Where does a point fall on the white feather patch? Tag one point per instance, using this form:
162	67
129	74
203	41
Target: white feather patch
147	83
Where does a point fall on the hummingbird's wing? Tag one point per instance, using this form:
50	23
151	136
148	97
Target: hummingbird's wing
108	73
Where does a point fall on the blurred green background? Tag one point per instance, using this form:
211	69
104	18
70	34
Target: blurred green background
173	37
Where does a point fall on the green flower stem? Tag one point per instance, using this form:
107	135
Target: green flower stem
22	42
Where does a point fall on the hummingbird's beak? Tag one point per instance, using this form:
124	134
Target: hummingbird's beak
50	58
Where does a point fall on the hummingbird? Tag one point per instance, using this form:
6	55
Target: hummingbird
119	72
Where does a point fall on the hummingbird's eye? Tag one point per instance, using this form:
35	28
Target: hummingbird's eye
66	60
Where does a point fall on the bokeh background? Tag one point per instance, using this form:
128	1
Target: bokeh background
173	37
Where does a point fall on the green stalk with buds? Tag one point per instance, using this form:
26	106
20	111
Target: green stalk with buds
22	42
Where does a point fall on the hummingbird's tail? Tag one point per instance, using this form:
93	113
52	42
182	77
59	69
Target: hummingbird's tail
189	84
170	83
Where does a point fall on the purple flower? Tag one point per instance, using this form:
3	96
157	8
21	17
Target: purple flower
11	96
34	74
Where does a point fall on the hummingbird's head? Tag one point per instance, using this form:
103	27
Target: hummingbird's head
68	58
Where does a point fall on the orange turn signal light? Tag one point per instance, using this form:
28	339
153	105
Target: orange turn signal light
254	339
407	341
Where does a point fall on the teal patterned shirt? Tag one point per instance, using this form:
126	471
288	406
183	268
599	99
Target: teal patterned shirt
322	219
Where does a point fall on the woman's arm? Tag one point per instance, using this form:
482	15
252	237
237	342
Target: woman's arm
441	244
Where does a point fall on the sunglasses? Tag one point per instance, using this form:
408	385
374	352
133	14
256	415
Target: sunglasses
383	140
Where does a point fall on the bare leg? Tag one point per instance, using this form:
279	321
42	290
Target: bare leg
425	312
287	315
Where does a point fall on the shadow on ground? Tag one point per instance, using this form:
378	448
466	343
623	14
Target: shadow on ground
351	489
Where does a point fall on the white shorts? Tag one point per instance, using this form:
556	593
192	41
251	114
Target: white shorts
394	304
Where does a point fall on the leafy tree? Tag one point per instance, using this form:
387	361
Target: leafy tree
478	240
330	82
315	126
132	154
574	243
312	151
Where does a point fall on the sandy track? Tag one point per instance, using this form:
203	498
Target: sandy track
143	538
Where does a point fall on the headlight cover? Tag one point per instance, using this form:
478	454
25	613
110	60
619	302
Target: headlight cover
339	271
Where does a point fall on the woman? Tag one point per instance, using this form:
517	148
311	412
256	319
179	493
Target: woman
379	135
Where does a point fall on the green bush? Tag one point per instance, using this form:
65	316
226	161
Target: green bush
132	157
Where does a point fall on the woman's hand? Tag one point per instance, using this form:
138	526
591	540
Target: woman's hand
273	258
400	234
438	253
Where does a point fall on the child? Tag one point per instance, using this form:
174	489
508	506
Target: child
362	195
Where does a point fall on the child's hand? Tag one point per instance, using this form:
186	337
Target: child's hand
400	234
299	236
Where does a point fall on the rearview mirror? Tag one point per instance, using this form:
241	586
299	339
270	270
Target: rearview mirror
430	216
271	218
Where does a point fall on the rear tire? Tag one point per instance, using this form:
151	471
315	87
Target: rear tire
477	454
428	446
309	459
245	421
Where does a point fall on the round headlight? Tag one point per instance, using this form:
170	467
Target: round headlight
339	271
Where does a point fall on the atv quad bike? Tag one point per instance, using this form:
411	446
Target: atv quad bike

- - - -

_Description of the task:_ Copy every line that includes the string "quad" from the material above.

_Your response:_
Where does a point fall on the atv quad bike? Tag one point per instance, using this form:
Target: atv quad bike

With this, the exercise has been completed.